Texte fourni:
______

Traditions mandingues ou croisements urbains, chants ancestraux de griots ou orchestres de danse des lendemains de l’indépendance, l’arbre généalogique des musiques du Mali possède des racines profondes, des branches feuillues et une sève vive. Retour sur une histoire passionnante.

Pour trouver les racines des musiques du Mali contemporain, il faut remonter à l’époque où ce territoire se trouvait au centre du vaste Empire du Mandé, qui comprenait également les actuelles Guinée et Guinée-Bissau, le sud du Sénégal, une partie du Niger, ainsi que le Burkina Faso et la Gambie. Cet empire a été fondé au XIIIe siècle, sur les ruines de l’Empire du Ghana, par Soundiata Keïta, noble héros dont les exploits ont été colportés à travers les siècles par les griots, aussi appelés djélis. Cette caste est dépositaire de l’histoire, de la poésie et de la musique de la civilisation mandingue et les transmet oralement de génération en génération. Confidents des puissants, dont ils chantent les louanges, les griots sont au centre de la société. Ils remplissent les rôles de généalogistes, d’enseignants, d’ambassadeurs, de porte-parole et de maîtres de cérémonie. Les Kouyaté, Diabaté, Coulibaly, Sissoko, Koné ou Seck sont quelques-unes des familles de griots les plus répandues. Chanteurs et musiciens, ils jouent du balafon (ancêtre du xylophone), de la kora (harpe à 21 cordes) et du n’goni. S’il est employé seul, le terme n’goni désigne un petit luth à 4 cordes d’environ 70 cm ; le kamélé n’goni est le luth-harpe des jeunes qui possède de 6 ou 12 cordes et le donso n’goni est le luth-harpe des chasseurs. Le nombre de ses cordes varie de 6 à 8 et son manche se termine par une pièce en fer, sertie d’anneaux, dont les vibrations marquent le rythme. Ces instruments, qui varient selon les régions et les ethnies, accompagnent souvent le chant ou se jouent en orchestre, mais la kora peut se pratiquer sans autre accompagnement.

______

Travail à effectuer:
1. Extrayez sans aucune modification la partie des enregistrements ci-dessous qui commence à la ligne contenant « Mark a point on each instance of the white sleeve » et se poursuit jusqu'à la fin des enregistrements, ces deux bornes incluses.
2. Rédigez la suite du texte ci-dessus consacré aux musiques du Mali, en reprenant juste après sa dernière phrase.

______

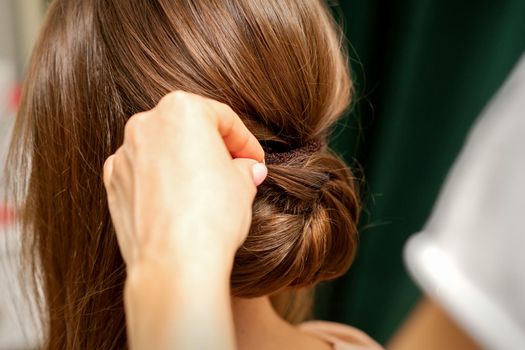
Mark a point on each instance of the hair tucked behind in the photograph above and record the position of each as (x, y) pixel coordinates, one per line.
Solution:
(278, 63)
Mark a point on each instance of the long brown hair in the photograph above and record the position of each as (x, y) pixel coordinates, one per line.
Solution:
(280, 64)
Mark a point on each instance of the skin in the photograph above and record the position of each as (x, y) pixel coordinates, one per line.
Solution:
(180, 191)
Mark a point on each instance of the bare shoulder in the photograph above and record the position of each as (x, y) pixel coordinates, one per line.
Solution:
(341, 336)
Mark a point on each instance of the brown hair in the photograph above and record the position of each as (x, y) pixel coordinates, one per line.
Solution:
(278, 63)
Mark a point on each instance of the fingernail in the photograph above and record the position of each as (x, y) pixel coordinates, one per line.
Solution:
(259, 171)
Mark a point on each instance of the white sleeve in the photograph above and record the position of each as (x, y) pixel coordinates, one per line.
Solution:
(470, 257)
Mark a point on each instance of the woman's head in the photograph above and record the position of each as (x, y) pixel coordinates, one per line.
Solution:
(278, 63)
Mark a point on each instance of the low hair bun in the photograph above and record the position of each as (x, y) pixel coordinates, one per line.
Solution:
(304, 227)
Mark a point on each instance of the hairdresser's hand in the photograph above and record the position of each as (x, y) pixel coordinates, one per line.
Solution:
(180, 191)
(173, 189)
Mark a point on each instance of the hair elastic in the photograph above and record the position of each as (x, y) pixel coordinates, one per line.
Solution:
(282, 157)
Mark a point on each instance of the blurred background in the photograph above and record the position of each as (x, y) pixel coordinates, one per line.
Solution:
(423, 71)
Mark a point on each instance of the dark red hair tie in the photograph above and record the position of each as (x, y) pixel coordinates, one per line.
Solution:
(308, 149)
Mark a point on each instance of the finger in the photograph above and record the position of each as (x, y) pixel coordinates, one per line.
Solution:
(108, 170)
(239, 141)
(254, 172)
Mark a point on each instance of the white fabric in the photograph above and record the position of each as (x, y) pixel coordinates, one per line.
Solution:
(471, 254)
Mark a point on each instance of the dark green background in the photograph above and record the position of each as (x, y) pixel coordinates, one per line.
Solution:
(423, 71)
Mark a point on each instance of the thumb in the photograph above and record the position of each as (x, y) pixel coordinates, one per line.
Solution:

______

Réponses:
1.
Mark a point on each instance of the white sleeve in the photograph above and record the position of each as (x, y) pixel coordinates, one per line.
Solution:
(470, 257)
Mark a point on each instance of the woman's head in the photograph above and record the position of each as (x, y) pixel coordinates, one per line.
Solution:
(278, 63)
Mark a point on each instance of the low hair bun in the photograph above and record the position of each as (x, y) pixel coordinates, one per line.
Solution:
(304, 227)
Mark a point on each instance of the hairdresser's hand in the photograph above and record the position of each as (x, y) pixel coordinates, one per line.
Solution:
(180, 191)
(173, 189)
Mark a point on each instance of the hair elastic in the photograph above and record the position of each as (x, y) pixel coordinates, one per line.
Solution:
(282, 157)
Mark a point on each instance of the blurred background in the photograph above and record the position of each as (x, y) pixel coordinates, one per line.
Solution:
(423, 71)
Mark a point on each instance of the dark red hair tie in the photograph above and record the position of each as (x, y) pixel coordinates, one per line.
Solution:
(308, 149)
Mark a point on each instance of the finger in the photograph above and record the position of each as (x, y) pixel coordinates, one per line.
Solution:
(108, 170)
(239, 141)
(254, 172)
Mark a point on each instance of the white fabric in the photograph above and record the position of each as (x, y) pixel coordinates, one per line.
Solution:
(471, 254)
Mark a point on each instance of the dark green background in the photograph above and record the position of each as (x, y) pixel coordinates, one per line.
Solution:
(423, 71)
Mark a point on each instance of the thumb in the photograph above and record the position of each as (x, y) pixel coordinates, one per line.
Solution:

2.
Avec leur cousin, Mamadou Diabaté, dont le disque Douga Mansa lui valut un Grammy Awards en 2010, Toumani Diabaté et Ballaké Sissoko sont les virtuoses de la kora les plus connus. En 1970, leurs pères Sidiki Diabaté et Djélimady Sissoko ont réalisé le premier enregistrement dédié à cet instrument. Intitulé Cordes anciennes, ce disque fit découvrir le raffinement de leur cristalline et savante musique au public occidental. En hommage, Toumani et Ballaké enregistrèrent Nouvelles Cordes anciennes, en 1997. Les chanteurs et chanteuses griots, extrêmement populaires en terre mandingue, ressentent rarement le besoin de tenter leur chance ailleurs. Cependant, à travers les années, certains djélis, comme Kassé-Mady Diabaté, Kandia Kouyaté ou Bako Dagnon, ont participé à des projets internationaux, comme l’opéra mandingue Mandékalou qui, en 2004, racontait l’épopée de Soundiata Keïta. Les traditions et les musiques des griots se pratiquent encore aujourd’hui, mais, influencées par les apports extérieurs, elles se sont souvent transformées au contact du monde contemporain.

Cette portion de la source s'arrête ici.